- Vorliegender Text -
--

Momente: In kaum einer anderen Stadt wie Frankfurt beherrschen Porsche und Ferrari so deutlich den Stadtverkehr. So richtig umweltfreundlich ist das nicht. Feiern wir die Party bis zum Schluss?
Josef: Das kann ich nicht bestätigen. Frankfurt ist die Stadt der kurzen Wege. Die Frankfurterinnen und Frankfurter sind oft auch zu Fuß und mit dem Rad in der Stadt unterwegs.
Momente: Im „Spiegel“ war neulich zu lesen, die Stadt Frankfurt werde Tempo 20 rund um den Börsenplatz einführen. Zunächst in den Nebenstraßen, dann auch auf den Magistralen. Muss die Politik die Menschen zum Besseren zwingen?
Josef: Nein, gezwungen wird niemand. Jeder und jede hat die Wahl. In anderen Städten gilt schon länger eine Temporeduzierung.
momente: Kaum war die Meldung auf dem Markt, haben sich Handel und Dienstleister in der Innenstadt sehr kritisch zu den Plänen geäußert. Wie bekommt die Politik alle Interessen unter einen Hut, ohne das Ziel aus den Augen zu verlieren?

--

- Gegebene Daten -
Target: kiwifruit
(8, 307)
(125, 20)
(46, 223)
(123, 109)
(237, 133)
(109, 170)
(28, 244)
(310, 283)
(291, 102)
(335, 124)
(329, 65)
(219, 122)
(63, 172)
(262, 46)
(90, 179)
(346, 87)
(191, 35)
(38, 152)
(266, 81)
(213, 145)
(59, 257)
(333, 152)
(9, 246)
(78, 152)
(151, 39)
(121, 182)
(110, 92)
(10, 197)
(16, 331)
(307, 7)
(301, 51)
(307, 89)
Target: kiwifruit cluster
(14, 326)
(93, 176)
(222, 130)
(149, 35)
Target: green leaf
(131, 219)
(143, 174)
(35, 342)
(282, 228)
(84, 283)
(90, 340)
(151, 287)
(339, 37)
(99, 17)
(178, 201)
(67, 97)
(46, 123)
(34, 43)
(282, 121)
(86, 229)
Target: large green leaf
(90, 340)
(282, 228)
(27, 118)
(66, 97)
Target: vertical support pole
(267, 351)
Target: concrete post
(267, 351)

--

- Aufgabenstellung -
[a] Schreiben Sie aus dem Interview über den Frankfurter Stadtverkehr den Abschnitt ab, der mit den Worten „Momente: In kaum“ einsetzt und mit „bis zum Schluss?“ schließt.
[b] Übersetzen Sie diesen Satz aus dem Interview über den Frankfurter Stadtverkehr ins Englische: „Die Frankfurterinnen und Frankfurter sind oft auch zu Fuß und mit dem Rad in der Stadt unterwegs.“
[c] Beantworten Sie anhand des Interviews über den Frankfurter Stadtverkehr diese Fragen:
(i) Welche zwei Automarken beherrschen den Frankfurter Stadtverkehr?
(ii) Rund um welchen Platz soll Tempo 20 eingeführt werden?
(iii) Wer hat sich kritisch zu den Plänen geäußert?
Die Auflistung ist gesondertes Material und gehört nicht zum Text.

- Lösungen -
[a]
Momente: In kaum einer anderen Stadt wie Frankfurt beherrschen Porsche und Ferrari so deutlich den Stadtverkehr. So richtig umweltfreundlich ist das nicht. Feiern wir die Party bis zum Schluss?

[b] The people of Frankfurt also often get around the city on foot and by bike.

[c]
(i) Porsche und Ferrari.
(ii) Rund um den Börsenplatz.
(iii) Handel und Dienstleister in der Innenstadt.